- PROBLEMS TO SOLVE:
**a)** According to the obituary of Carson Valley rancher Brooks Park, in what year did his grandparents homestead in the Carson Valley?
**b)** From the Brooks Park obituary, return the passage starting at "Brooks Park was the" and ending at "son and grandchildren.".

Prominent Valley rancher dies at 87
Carson Valley rancher Brooks Park is remembered by his family and friends as a hard-working visionary with a passionate love for the land.
“He loved ranching so much,” said Park’s son, Bruce. “I remember him telling me from the time I was 5 years old that to him, ranching was like the priesthood. It was such an honorable vocation.”
Park, 87, died Thursday at Carson-Tahoe Hospital. He had been hospitalized for a month after suffering a heart attack.
“He was active up to two days before he went into the hospital,” Bruce Park said. “He was out looking at his cattle.”
Brooks Park was the third generation of a pioneer family whose roots date back to Nevada’s earliest days of statehood.
He was the grandson of Unity and David Brooks Park who homesteaded in the Carson Valley in 1871. Five generations of the Park family have made their living from the land and Brooks Park passed that legacy to his son and grandchildren.
“My dad had a sense of family and sense of pride of being a rancher,” Park said. “My father saw the change and the potential for change. His vision not only for ranching – but also for Lake Tahoe – has been a gift to all of us. He was the original environmentalist.”
Bruce’s daughter, Tonja Park-Nichols, recalled often talking with her grandfather about the beauty of Carson Valley.
“One time he said to me, ‘Isn’t this the most beautiful place in the world?'” she said.
n Extensive holdings. In addition to holdings in Carson Valley, the Park family leased land at Lake Tahoe to the casino industry in the early 1960s. The family also built Edgewood Tahoe Golf Course.
Today, Park land is leased by Harveys Resort and Casino, Caesars Tahoe and Horizon Casino Resort. Park holdings rank No. 1 in Douglas County, with an assessed valuation of $63.5 million.
“He was a great man,” said rancher Renee Mack, who grew up with Park’s children. “We have always been friends. He was a man of integrity and someone to be admired.
“What I admire about Brooks is the way he handled his Lake Tahoe and Carson Valley properties and his closeness to his grandchildren and children. He was so down to earth. He was very human,” she said.
Brooks Park was born Aug. 31, 1912, attended Douglas County schools and graduated from the University of Nevada. He married Jeanne Cardinal, a descendant of the Dangberg family, in 1937. They raised their family and continued to live in a small house on Highway 88 across from where Brooks Park grew up.
“My parents knew each other for 75 years,” said Bruce Park. “They met in grade school when my dad told my mom she could sit next to him on the school bus. They got married in the living room of my mom’s house and never wanted to live any place else but Carson Valley.”
Park said he treasured his relationship with his father despite the rigors of growing up a Park.
“I never saw him quit early in his life. To him, 5 p.m. meant nothing. He didn’t need a watch,” Park said. “You didn’t get to quit until you had done it right. He was very dissatisfied with ‘good enough.'”

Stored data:
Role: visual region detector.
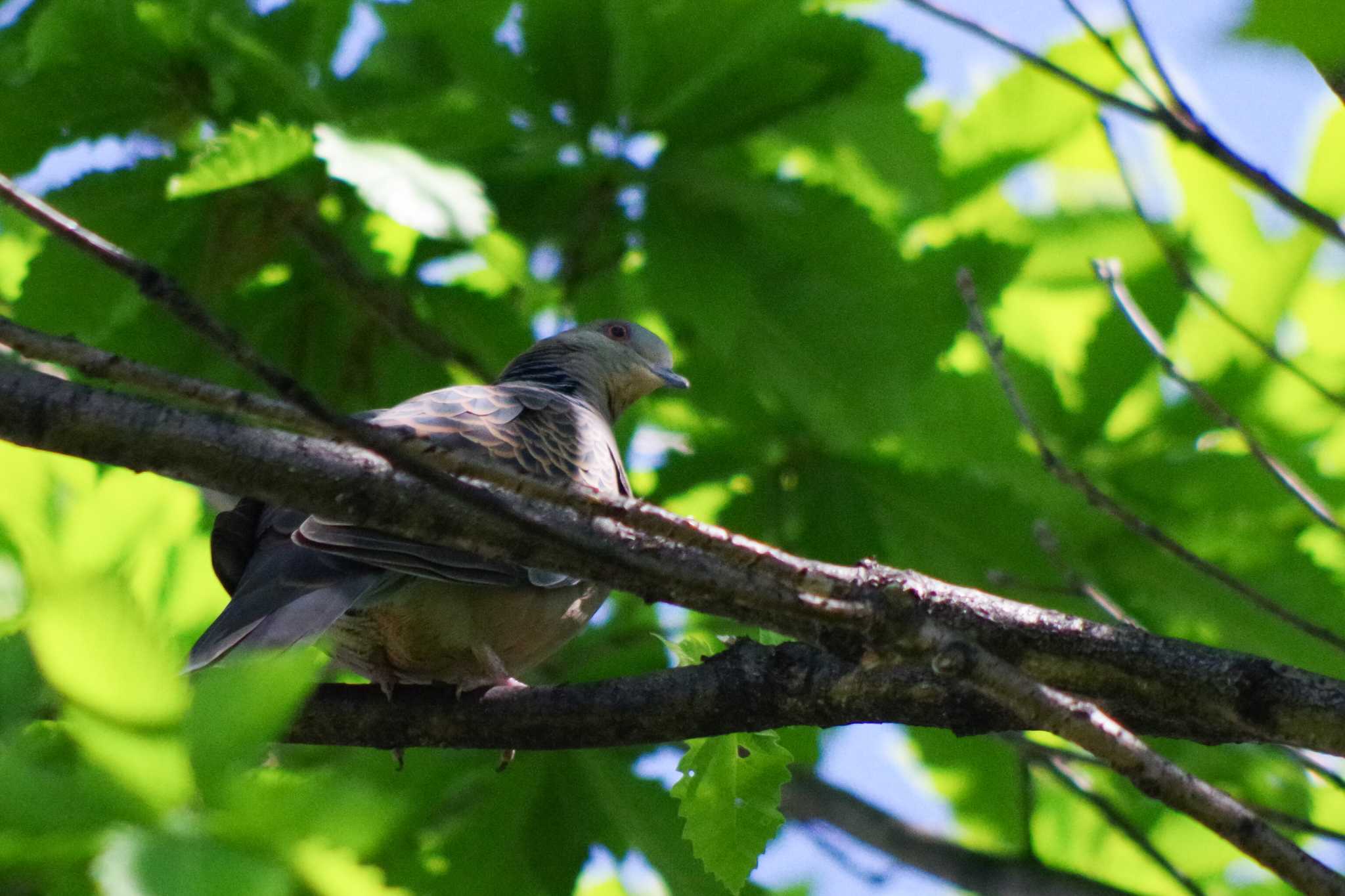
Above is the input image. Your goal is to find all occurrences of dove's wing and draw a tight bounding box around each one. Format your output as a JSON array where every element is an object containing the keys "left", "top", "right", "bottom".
[
  {"left": 187, "top": 384, "right": 629, "bottom": 670},
  {"left": 187, "top": 498, "right": 385, "bottom": 672},
  {"left": 295, "top": 384, "right": 631, "bottom": 588}
]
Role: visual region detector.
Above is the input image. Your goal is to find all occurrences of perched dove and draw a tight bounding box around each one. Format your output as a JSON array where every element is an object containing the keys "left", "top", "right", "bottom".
[{"left": 187, "top": 321, "right": 688, "bottom": 692}]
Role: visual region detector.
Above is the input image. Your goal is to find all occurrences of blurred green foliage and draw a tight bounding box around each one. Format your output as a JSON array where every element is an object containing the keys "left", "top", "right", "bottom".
[{"left": 0, "top": 0, "right": 1345, "bottom": 896}]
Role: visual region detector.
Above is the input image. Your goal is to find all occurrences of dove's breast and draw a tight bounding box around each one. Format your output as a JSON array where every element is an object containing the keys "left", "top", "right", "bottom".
[{"left": 328, "top": 385, "right": 629, "bottom": 691}]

- OUTPUTS FOR THE TASKS:
**a)** 1871

**b)**
Brooks Park was the third generation of a pioneer family whose roots date back to Nevada’s earliest days of statehood.
He was the grandson of Unity and David Brooks Park who homesteaded in the Carson Valley in 1871. Five generations of the Park family have made their living from the land and Brooks Park passed that legacy to his son and grandchildren.